:: RECORD EXTRACTS ::

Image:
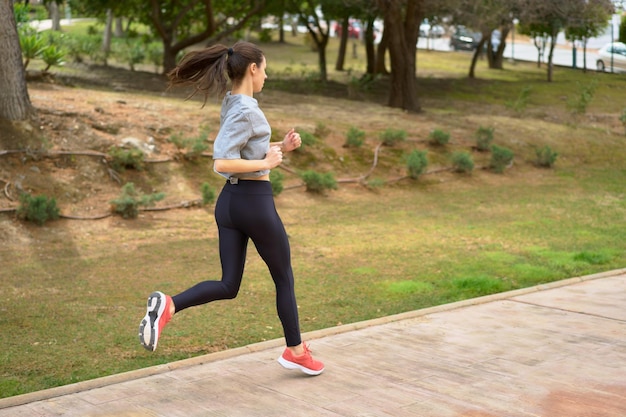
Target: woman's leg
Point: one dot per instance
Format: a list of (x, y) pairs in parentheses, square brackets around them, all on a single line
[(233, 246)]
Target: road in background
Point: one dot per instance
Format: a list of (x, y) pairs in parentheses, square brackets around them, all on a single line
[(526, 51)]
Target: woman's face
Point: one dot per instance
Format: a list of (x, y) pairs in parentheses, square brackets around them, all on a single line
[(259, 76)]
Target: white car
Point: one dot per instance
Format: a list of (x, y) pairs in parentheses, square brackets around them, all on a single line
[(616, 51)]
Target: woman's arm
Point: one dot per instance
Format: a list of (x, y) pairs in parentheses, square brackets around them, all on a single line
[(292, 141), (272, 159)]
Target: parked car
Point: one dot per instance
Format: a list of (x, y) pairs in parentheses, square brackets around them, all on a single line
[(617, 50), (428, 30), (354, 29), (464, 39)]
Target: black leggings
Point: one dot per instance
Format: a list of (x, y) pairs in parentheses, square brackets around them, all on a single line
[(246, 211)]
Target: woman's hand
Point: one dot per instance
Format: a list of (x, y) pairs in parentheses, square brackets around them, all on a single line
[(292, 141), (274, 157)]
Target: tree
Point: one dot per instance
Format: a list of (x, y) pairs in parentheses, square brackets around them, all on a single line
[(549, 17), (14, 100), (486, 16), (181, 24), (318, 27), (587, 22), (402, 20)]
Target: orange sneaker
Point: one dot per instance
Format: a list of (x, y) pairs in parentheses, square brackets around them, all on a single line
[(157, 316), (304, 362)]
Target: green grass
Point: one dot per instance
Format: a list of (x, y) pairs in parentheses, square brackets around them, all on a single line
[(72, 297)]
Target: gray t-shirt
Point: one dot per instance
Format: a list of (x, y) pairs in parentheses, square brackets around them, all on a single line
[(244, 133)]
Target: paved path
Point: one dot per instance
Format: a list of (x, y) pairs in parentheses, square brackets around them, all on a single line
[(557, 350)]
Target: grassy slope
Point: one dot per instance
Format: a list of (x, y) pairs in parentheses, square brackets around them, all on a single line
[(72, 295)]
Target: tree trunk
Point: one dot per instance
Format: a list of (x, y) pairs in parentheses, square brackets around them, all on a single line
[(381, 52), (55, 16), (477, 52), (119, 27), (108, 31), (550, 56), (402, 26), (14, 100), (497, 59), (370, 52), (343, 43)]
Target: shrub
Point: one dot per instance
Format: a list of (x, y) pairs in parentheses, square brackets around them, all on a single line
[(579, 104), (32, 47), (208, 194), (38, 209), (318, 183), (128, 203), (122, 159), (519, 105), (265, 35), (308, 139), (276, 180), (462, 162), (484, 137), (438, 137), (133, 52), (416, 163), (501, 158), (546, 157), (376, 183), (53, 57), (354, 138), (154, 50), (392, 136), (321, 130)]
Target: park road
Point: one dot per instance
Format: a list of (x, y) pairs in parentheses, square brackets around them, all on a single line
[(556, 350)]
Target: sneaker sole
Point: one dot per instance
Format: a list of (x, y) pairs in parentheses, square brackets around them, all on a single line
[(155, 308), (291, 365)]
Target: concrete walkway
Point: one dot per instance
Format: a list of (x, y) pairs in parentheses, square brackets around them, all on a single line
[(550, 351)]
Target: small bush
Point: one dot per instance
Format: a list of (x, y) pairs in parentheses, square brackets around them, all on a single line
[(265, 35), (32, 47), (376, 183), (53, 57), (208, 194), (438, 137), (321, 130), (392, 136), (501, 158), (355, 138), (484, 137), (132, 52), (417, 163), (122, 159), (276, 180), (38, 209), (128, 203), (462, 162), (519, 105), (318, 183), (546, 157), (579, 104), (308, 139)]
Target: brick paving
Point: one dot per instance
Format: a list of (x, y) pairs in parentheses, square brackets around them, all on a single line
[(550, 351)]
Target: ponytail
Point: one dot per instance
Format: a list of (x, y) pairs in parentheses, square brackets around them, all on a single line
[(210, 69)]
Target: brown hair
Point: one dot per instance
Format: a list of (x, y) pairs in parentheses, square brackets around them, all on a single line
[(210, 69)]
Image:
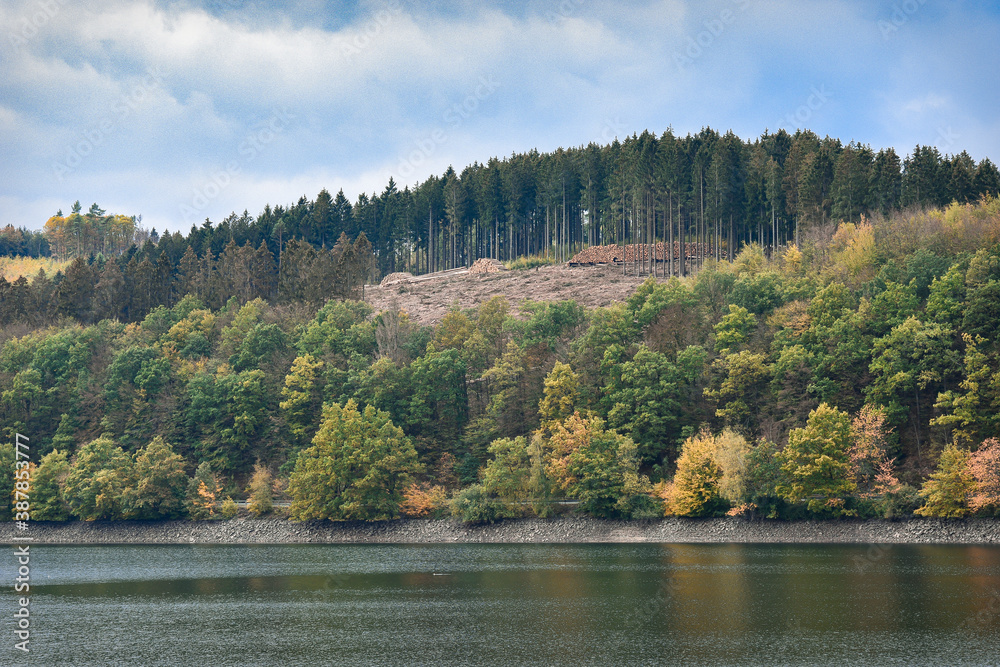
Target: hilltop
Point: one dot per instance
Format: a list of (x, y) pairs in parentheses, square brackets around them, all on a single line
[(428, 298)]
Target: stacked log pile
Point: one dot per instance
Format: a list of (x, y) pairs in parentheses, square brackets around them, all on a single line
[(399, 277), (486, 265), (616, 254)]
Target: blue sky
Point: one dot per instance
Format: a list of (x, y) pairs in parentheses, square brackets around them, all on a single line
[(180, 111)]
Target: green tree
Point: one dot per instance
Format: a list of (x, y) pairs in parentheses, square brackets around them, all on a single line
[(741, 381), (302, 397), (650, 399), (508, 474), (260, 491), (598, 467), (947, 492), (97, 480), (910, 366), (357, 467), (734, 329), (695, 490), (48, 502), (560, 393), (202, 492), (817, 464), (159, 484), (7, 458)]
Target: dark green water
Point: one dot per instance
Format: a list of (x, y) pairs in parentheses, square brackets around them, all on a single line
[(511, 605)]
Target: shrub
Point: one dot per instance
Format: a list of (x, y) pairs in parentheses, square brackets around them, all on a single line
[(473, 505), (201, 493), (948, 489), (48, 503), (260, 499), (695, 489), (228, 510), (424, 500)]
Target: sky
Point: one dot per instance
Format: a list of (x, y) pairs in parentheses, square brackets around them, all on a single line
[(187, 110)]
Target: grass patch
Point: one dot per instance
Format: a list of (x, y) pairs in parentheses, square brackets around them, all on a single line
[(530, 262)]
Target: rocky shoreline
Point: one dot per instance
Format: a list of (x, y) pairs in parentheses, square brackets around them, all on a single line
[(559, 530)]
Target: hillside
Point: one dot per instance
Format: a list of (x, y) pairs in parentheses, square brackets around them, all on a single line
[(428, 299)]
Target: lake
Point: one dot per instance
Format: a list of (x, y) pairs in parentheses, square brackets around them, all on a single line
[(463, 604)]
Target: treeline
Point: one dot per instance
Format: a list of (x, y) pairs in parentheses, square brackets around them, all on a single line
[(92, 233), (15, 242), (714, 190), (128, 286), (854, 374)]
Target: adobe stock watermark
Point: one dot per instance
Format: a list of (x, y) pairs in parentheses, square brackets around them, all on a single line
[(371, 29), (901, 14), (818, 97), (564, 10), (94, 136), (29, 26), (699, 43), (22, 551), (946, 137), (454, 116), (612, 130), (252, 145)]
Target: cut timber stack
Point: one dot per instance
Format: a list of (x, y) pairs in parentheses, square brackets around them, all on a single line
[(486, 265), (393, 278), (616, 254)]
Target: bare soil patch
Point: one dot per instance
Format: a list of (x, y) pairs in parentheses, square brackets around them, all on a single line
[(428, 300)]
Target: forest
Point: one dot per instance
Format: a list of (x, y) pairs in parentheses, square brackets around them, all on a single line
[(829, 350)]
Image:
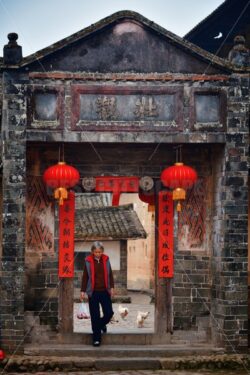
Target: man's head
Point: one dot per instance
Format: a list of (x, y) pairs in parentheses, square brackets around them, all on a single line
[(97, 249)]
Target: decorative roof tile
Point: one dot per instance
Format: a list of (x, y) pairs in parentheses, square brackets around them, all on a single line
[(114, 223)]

:::

> THE REQUEST:
Keep the pictures out of the copy and write out the data exactly as it stands.

> EXPECTED ANSWER:
Image:
Target: woman's leg
Point: one dot per instance
Format: a list of (x, y) pairs in parentheses, square brackets around them, all on a single line
[(233, 246)]
Target: road in background
Point: one dot per instance
Format: a list of (x, y) pairs in parentheses, square brackets around them, all on a single line
[(526, 51)]
Target: woman's face
Point: one dot per instance
Format: a list of (x, y) pairs in parentheses, square brackets around them, all on a single line
[(259, 76)]
Target: white car
Point: one dot per instance
Format: a list of (x, y) pairs in parentheses, square brackets around them, all on a single line
[(616, 51)]
Target: woman's arm
Point: one dot per instance
Format: a list of (x, y) pairs in parentheses, square brackets around them, all on a single line
[(292, 141), (272, 159)]
Target: parked car
Point: one dot per instance
Format: a list of (x, y) pairs in parentheses, square brackets around them, all on a single line
[(617, 50), (428, 30), (354, 29), (464, 39)]
Target: black leggings
Point: one dot per instance
Format: a list of (x, y) pairs in parentheses, square brackets around them, all on a single line
[(246, 211)]
Target: woman's hand
Point: one dot per instance
Format: a list of (x, y) pairs in parentheses, square brackets around them, all on a single line
[(292, 141), (274, 157)]
Target: tree
Point: one dot per instance
Format: a list of (x, y) pairs in parentheses, square brackets around them, all on a single line
[(549, 17), (14, 100), (486, 16), (181, 24), (318, 27), (587, 22), (402, 20)]
Target: orange sneaker
Point: one dot per instance
Format: a list of (x, y) pairs in parentheses, square brackets around them, all on a single line
[(157, 316), (304, 362)]
Target: green grass
Point: one dot per instance
Format: a list of (x, y) pairs in parentheses, square brackets around them, all on a single line
[(72, 297)]
Target: gray t-shirt
Point: one dot per instance
Format: a list of (x, y) pairs in parentheses, square brackets around them, all on a single line
[(244, 133)]
Target: paved path
Point: one dot per instance
Format: a list of (x, y) pairs in parentheses, square brackets around them, all on a single line
[(557, 350)]
Target: grassy slope
Point: one dot per instance
Format: a list of (x, y) pairs in parentheses, square brackets around them, all on a single line
[(72, 295)]
Target: tree trunk
Point: one dot per instance
Format: a list of (x, y) pairs in parentheses, square brackets around them, all on a single line
[(381, 52), (55, 16), (477, 52), (119, 27), (108, 31), (550, 56), (402, 26), (14, 100), (497, 59), (370, 52), (343, 43)]
Target: shrub
Point: one dot per instance
Format: a list of (x, y) pairs in parentheses, square brackets around them, all on a single line
[(579, 104), (32, 47), (208, 194), (38, 209), (318, 183), (128, 203), (122, 159), (519, 105), (265, 35), (308, 139), (276, 180), (462, 162), (484, 137), (438, 137), (133, 52), (416, 163), (501, 158), (546, 157), (376, 183), (53, 57), (354, 138), (154, 50), (392, 136), (321, 130)]
Target: park road
Point: one dot per instance
Format: a list of (x, y) pairs in parentheses, square brackets around them, all on a single line
[(556, 350)]
Target: sneaker sole
Point: one dot per instance
Format: a list of (x, y) pairs in parentheses, square brackets around them, all on a single line
[(155, 308), (291, 365)]
Target: concrete walkway
Point: one dot per instance
Format: a list of (x, y) pairs in parentheses, square brackets around them, all on a single line
[(550, 351)]
Target: small bush
Point: one dot per instance
Format: a list of (x, y) pairs in parentheses, square brackets around them, all on a single line
[(265, 35), (32, 47), (376, 183), (53, 57), (208, 194), (438, 137), (321, 130), (392, 136), (501, 158), (355, 138), (484, 137), (132, 52), (417, 163), (122, 159), (276, 180), (38, 209), (128, 203), (462, 162), (519, 105), (318, 183), (546, 157), (579, 104), (308, 139)]
Target: brick paving
Point: one dot per instance
Format: a list of (x, y) pairs in parentheses, square brackets around them, all on a single line
[(550, 351)]
Target: ponytail
Point: one dot per instance
Format: a list of (x, y) pairs in parentheses, square brackets around them, all on a single line
[(210, 69)]
Target: brown hair
Point: one dot per instance
Format: a list of (x, y) pairs in parentheses, square brackets around them, all on a single line
[(210, 69)]
Image:
Target: hilltop
Point: one dot per instance
Format: a list of (x, y) pairs in parentheses, square brackets around them, all on a single line
[(428, 298)]
Target: stacked log pile
Point: one dot per instance
Format: a list of (x, y) pairs in parentheses, square brackets around them, all on a single line
[(399, 277), (486, 265), (616, 254)]
Target: blue sky
Point: one dot per instance
Format: a list of (x, y) pairs in parentheses, square brackets around them, all on a single line
[(180, 111)]
Target: green tree
Point: one dot per instance
Format: a list of (x, y) pairs in parentheses, square brackets around them, all on a single line
[(741, 381), (302, 397), (650, 399), (508, 474), (260, 491), (598, 467), (947, 492), (97, 480), (910, 366), (357, 467), (734, 329), (695, 490), (48, 502), (560, 393), (202, 492), (817, 464), (159, 484), (7, 458)]
Target: dark green water
Point: one dot per instance
Format: a list of (x, y) pairs in parentheses, square brackets around them, all on a single line
[(511, 605)]
Target: shrub
Point: one dot per instance
Format: a list of (x, y) pairs in parentheses, square brackets around them, all on a single line
[(473, 505), (201, 493), (948, 489), (48, 503), (260, 499), (695, 489), (228, 510), (424, 500)]
Target: sky
Point: one dot per instance
Format: a list of (x, y) pairs in parentheses, square brackets around them, all on a single line
[(187, 110)]
Target: grass patch
Point: one dot per instance
Format: a list of (x, y) pairs in parentheses, square brackets around them, all on a single line
[(530, 262)]
Target: rocky shoreline
Point: one dot per instance
Format: a list of (x, y) pairs in parentheses, square brackets around them, all on a single line
[(559, 530)]
Target: hillside
Point: one dot per instance
Format: a list of (x, y) pairs in parentheses, square brackets around them, all on a single line
[(428, 299)]
Target: lake
Point: one dot per instance
Format: a list of (x, y) pairs in parentheses, square brackets around them, all on a single line
[(463, 604)]
Target: treeline
Point: one dot per instance
Format: a list of (x, y) pairs in parentheses, square brackets around them, all on a single line
[(92, 233), (15, 242), (714, 190), (128, 286), (854, 374)]
Target: adobe stock watermark
Point: one dot per instance
Format: a list of (x, y) pairs in parentheses, square brackets around them, all on a single line
[(371, 29), (901, 14), (818, 97), (564, 10), (94, 136), (29, 26), (699, 43), (22, 551), (946, 137), (454, 116), (612, 130), (252, 145)]
Target: cut timber stack
Point: one dot per instance
Format: a list of (x, y) pairs in parentheses, square brackets around them, all on a single line
[(486, 265), (393, 278), (616, 254)]
Target: bare soil patch
Point: one dot per instance
Format: a list of (x, y) pairs in parentheses, square brackets around them, all on a single line
[(428, 300)]
Target: forest
Point: one dot per instance
Format: a list of (x, y) pairs in parentheses, square brackets around them, all on a single line
[(829, 350)]
Image:
Target: man's head
Point: one dot per instance
Format: a list of (x, y) pairs in parentheses, square brackets around them, all on a single line
[(97, 249)]
Target: decorative roof tile
Point: one dot per instance
Format: a list of (x, y) pairs in parentheses, square brackets around them, all on a single line
[(114, 223)]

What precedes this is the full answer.